● **Given problem**
Render the listing below as a numbered list with blank lines omitted.

● **Dataset extract**
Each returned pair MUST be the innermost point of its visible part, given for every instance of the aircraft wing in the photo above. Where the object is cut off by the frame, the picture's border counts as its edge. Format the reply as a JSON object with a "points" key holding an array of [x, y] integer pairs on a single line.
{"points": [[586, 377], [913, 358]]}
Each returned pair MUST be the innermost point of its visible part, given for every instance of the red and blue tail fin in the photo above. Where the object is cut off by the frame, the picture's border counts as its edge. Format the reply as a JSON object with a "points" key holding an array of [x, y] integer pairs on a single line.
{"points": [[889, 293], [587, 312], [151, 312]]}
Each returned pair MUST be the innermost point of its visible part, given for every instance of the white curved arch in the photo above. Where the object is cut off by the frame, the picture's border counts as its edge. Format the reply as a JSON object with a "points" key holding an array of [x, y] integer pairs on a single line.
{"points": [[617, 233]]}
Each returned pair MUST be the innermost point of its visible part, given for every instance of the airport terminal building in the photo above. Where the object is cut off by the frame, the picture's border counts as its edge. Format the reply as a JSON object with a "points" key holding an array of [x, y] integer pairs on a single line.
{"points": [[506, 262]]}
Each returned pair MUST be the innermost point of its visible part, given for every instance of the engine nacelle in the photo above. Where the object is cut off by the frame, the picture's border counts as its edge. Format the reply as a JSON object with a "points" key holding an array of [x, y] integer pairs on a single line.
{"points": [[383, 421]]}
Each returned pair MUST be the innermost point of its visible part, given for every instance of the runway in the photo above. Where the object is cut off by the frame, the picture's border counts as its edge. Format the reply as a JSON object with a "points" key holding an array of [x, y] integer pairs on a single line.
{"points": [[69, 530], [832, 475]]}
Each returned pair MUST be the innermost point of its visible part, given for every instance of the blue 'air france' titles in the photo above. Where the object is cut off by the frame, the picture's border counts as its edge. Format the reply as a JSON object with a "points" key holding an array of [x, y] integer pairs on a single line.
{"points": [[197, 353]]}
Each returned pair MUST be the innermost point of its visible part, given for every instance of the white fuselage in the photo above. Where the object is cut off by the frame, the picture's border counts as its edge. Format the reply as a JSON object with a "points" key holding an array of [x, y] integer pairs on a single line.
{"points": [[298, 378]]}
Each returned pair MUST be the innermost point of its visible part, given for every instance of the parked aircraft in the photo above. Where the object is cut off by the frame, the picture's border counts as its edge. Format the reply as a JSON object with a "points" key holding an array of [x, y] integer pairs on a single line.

● **Final result**
1. Each returned pair MUST be the innermost point of its visible part, given for every instance of the aircraft wing in the photo above. Where the object is cut off by the frame, the picture's border counts as its edge. Format the reply as a JSON object with a "points" key holding an array of [x, y] integer pairs on a single line.
2. {"points": [[586, 377], [913, 358]]}
3. Each returned pair MUST be the innermost point of its visible part, given for every instance of the red and blue tail fin in the photo above. Where the object is cut off by the frame, the picture's border counts as its edge. Format the reply as a JSON object with a "points" key holding an array of [x, y] integer pairs on a single line.
4. {"points": [[889, 293], [587, 312], [151, 312]]}
5. Each returned pair MUST be the innermost point of its visible part, given for every instance of the white curved arch in the photo above. Where the object is cut off by the frame, the picture's border counts as its edge. Format the reply as a JSON object with a "points" key holding an array of [x, y] integer pairs on a single line.
6. {"points": [[617, 233]]}
7. Each returned pair MUST be the innermost point of its visible part, given for every instance of the airport terminal building in the photo above. Where the object is cut off by the frame, the picture's border counts as its edge. Format the reply as a JSON object with a "points" key holding an array of [x, y] integer pairs on a single line.
8. {"points": [[506, 262]]}
9. Each returned pair MUST be the innermost point of its visible part, given for every instance of the engine nacelle in the photo above. Where the object is cut off by the frame, the picture's border counts as its edge. Format the reply as a JSON object with a "points" key holding an array of [x, y] integer pairs on a single line.
10. {"points": [[383, 421]]}
11. Each returned pair MUST be the innermost point of its visible part, given for every instance of the runway in the photo above. Where the object is cut off by the frame, the picture's border counts as its edge. Format the reply as a JSON object with a "points" key holding an array of [x, y] integer pairs on a single line.
12. {"points": [[69, 530], [832, 475]]}
13. Each returned pair MUST be the innermost point of its visible part, given for every instance of the blue 'air france' titles in the photo above. Where the object is cut off by the frame, the picture's border counts as its edge. Format the reply as a JSON object with a "points" key holding an array of [x, y] integer pairs on a single line.
14. {"points": [[197, 353]]}
15. Each returned pair MUST be the innermost point of its visible part, given for every instance of the white fuselage in the photo above. Where the object is cut off by the frame, the picture's border counts as its edge. Format the reply as a JSON object with a "points" key holding an array of [x, y] integer pairs on a single line.
16. {"points": [[298, 378]]}
17. Each returned pair MUST be the innermost point of its visible part, given for every instance of the parked aircraft in the photo above. Where the object is cut off by the frame, the picture's border counts as its edge. Format the reply as a JSON object with a "points" key holding an array of [x, y] integer pairs on a single line.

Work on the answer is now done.